=== Begin Enclosure ===
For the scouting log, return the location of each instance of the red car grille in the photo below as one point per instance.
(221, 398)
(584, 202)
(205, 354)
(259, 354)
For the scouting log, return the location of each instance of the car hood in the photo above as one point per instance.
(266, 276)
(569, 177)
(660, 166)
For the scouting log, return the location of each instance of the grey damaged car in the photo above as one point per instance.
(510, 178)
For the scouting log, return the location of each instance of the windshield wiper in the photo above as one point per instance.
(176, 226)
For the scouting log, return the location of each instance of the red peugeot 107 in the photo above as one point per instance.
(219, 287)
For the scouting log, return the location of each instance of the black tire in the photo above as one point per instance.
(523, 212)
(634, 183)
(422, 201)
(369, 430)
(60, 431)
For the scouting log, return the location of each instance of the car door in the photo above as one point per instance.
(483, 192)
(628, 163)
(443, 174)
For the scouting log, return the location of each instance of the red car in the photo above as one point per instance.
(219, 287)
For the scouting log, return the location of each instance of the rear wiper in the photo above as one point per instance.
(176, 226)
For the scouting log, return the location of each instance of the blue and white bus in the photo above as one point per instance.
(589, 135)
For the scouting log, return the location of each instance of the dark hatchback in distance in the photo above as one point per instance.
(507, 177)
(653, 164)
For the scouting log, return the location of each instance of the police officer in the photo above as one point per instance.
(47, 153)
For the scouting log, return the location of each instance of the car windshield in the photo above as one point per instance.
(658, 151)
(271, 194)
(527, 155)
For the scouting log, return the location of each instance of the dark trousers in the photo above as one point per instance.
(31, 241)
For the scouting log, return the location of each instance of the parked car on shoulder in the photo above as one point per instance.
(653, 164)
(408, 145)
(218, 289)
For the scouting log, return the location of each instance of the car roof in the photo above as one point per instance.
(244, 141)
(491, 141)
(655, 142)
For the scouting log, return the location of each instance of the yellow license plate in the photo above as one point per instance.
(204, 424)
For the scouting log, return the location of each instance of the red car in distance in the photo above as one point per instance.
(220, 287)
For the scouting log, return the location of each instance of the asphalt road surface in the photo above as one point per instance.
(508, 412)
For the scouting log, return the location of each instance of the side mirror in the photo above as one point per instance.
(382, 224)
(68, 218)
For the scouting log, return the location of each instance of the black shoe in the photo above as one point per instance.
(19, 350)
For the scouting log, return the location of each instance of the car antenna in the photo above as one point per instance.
=== End Enclosure ===
**WHAT IS REQUIRED**
Take the records and restate them word for word.

**TASK OUTPUT**
For the scouting log, return the location of each instance of the red car grille in the photo below as one point per instance.
(221, 398)
(584, 202)
(205, 354)
(259, 354)
For the scouting log, return the location of each instance of the car hood in the photo above as one point per instance.
(266, 276)
(569, 177)
(660, 166)
For the scouting log, return the location of each instance of the grey damaged car in the photo above as one point per instance.
(510, 178)
For the scouting log, return the location of each instance of the windshield wiper in the photo above as one point per instance.
(176, 226)
For the scouting log, return the location of each instance of the red peugeot 107 in the photo above as one point per instance.
(219, 287)
For the scouting log, return the location of each instance of the black tire in the photo above as one point per instance.
(523, 212)
(634, 183)
(422, 201)
(369, 430)
(60, 431)
For the scouting log, return the location of each instance of the car door in the photo above as one point per instance.
(483, 192)
(628, 163)
(443, 174)
For the scouting log, return the location of each instance of the red car in the photo above as one point per instance.
(219, 287)
For the scouting log, return the location of each instance of the rear wiper in the photo above as one point per instance.
(176, 226)
For the scouting log, return the location of each instance of the blue and white bus in the photo above as one point per instance.
(589, 135)
For the scouting log, return the location of each instance of the dark hatchback in distance in the photo above as one point per instance.
(507, 177)
(653, 164)
For the scouting log, return the location of each instance of the police officer in the photo above as one point per instance.
(47, 153)
For the scouting log, return the location of each instance of the car windshield in the photo above as one point per instance.
(658, 151)
(271, 194)
(527, 155)
For the scouting log, return the location of each instance of the dark trousers in the photo above as one point per instance.
(31, 241)
For the scouting log, return the location of each instance of the parked car on shoulder in the photo above as one point per instance.
(653, 164)
(408, 145)
(218, 289)
For the scouting log, return the location of each instance of the car roof in the photo above as one point per instance.
(244, 141)
(491, 141)
(655, 142)
For the scouting log, return the location of each instance of the yellow license plate in the photo above as one point per instance.
(204, 424)
For the scouting log, return the location of each instance of the red car in distance in the photo above as one point per instance.
(220, 287)
For the scouting log, return the location of each instance of the asphalt road surface in the photo above as one point per instance.
(508, 412)
For the scouting log, return the location of each instance of the side mirror in the photo above as one point per instance.
(382, 224)
(68, 218)
For the scouting log, return the location of each instance of the black shoe in the photo above as one point per instance.
(19, 350)
For the scouting log, return the location of each instance of the car antenna in the photo above as one point per instance.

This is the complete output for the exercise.